— START TEXT —

22. When they had heard these words, they marvelled, and left him, and went their way. 

Pseudo-Chrys.: As when one seeks to dam a stream of running water, as soon as one outlet is stopped up it makes another channel for itself; so the malevolence of the Jews, foiled on one hand, seeks itself out another course. 

"Then went the Pharisees; went" to the Herodians. Such as the plan was, such were the planners; "They send unto Him their disciples with the Herodians." 

Gloss. ord.: Who as unknown to Him, were more likely to ensnare Him, and so through them they might take Him, which they feared to do of themselves because of the populace. 

Jerome: Lately under Caesar Augustus, Judaea, which was subject to the Romans, had been made tributary when the census was held of the whole world; and there was a great division among the people, some saying that tribute ought to be paid to the Romans in return for the security and quiet which their arms maintained for all. The Pharisees on the other hand, self- satisfied in their own righteousness, contended that the people of God who paid tithes and gave first-fruits, and did all the other things which are written in the Law, ought not to be subject to human laws. 

But Augustus had given the Jews [p. 750] as king, Herod, son of Antipater, a foreigner and proselyte; he was to exact the tribute, yet to be subject to the Roman dominion. The Pharisees therefore send their disciples with the Herodians, that is, with Herod's soldiers, or those whom the Pharisees in mockery called Herodians, because they paid tribute to the Romans, and were not devoted to the worship of God. 

Chrys., Hom. lxx: They send their disciples and Herod's soldiers together, that whatever opinion He might give might be found fault with. Yet would they rather have had Him say somewhat against the Herodians; for being themselves afraid to lay hands on Him because of the populace, they sought to bring Him into danger through His liability to pay tribute. 

Pseudo-Chrys.: This is the commonest act of hypocrites, to commend those they would ruin. Thus, these break out into praises of Him, saying, "Master, we know that Thou art true." They call Him Master, that, deceived by this shew of honour and respect, He might in simplicity open all His heart to them, as seeking to gain them for disciples. 

Gloss., non occ.: There are three ways in which it is possible for one not to teach the truth. First, on the side of the teacher, who may either not know, or not love the truth; guarding against this, they say, "We know that Thou art true."

— END TEXT —

*AIM OF THE TASK*:
Pick up the commentary on the Pharisees' question about tribute where it leaves off and carry it forward. The rows that follow come from a separate source and have no connection to the commentary.

— START RECORDS PROVIDED —

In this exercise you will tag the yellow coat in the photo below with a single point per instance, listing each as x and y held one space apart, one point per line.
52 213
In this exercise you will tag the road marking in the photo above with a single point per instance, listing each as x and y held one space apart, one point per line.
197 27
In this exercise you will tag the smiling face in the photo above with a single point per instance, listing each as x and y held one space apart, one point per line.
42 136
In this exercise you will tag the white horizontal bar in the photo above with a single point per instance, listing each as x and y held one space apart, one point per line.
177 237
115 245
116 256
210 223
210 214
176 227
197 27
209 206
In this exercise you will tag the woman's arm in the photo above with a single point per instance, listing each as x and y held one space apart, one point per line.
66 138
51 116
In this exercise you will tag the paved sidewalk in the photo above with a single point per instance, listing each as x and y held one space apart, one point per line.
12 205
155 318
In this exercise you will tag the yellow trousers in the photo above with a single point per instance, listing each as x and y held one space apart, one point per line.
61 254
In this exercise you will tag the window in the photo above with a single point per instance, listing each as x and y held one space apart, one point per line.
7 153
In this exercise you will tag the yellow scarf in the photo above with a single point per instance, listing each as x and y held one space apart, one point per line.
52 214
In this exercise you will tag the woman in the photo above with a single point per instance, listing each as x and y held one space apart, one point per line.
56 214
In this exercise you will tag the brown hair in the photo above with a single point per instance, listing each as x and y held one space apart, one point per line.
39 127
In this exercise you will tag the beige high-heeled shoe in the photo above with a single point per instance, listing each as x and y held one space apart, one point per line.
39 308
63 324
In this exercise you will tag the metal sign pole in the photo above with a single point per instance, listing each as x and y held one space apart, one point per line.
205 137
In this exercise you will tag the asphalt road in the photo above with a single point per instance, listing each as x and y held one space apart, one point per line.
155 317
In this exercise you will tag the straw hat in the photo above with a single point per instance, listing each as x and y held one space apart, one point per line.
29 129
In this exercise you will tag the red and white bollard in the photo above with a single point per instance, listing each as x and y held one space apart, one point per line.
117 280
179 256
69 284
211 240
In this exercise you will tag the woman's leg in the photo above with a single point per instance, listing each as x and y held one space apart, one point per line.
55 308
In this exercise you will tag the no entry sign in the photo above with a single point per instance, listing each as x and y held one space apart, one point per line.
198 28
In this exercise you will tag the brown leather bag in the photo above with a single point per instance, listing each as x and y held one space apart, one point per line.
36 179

— END RECORDS PROVIDED —

*EXPECTED OUTPUT*:
Secondly, on the side of God, there are some who, putting aside all fear of Him, do not utter honestly the truth which they know respecting Him; to exclude this they say, "And teachest the way of God in truth." 

Thirdly, on the side of our neighbour, when through fear or affection any one withholds the truth; to exclude this they say, "And carest for no man," for Thou regardest not the person of man. 

Chrys.: This was a covert allusion to Herod and Caesar. 

Jerome: This smooth and treacherous enquiry was a kind of challenge to the answerer to fear God rather than Caesar, and immediately they say, "Tell us therefore, what thinkest Thou? Is it lawful to give tribute to Caesar or not?" 

Should He say tribute should not be paid, the Herodians would immediately accuse Him as a person disaffected to the Emperor. 

Chrys.: They knew that certain had before suffered death for this very thing, as plotting a rebellion against the Romans, therefore they sought by such discourse to bring Him into the same suspicion. 

Pseudo-Chrys.: He makes an answer not [p. 751] corresponding to the smooth tone of their address, but harsh, suitable to their cruel thoughts; for God answers men's hearts, and not their words. 

Jerome: This is the first excellence of the answerer, that He discerns the thoughts of His examiners, and calls them not disciples but tempter. A hypocrite is he who is one thing, and feigns himself another.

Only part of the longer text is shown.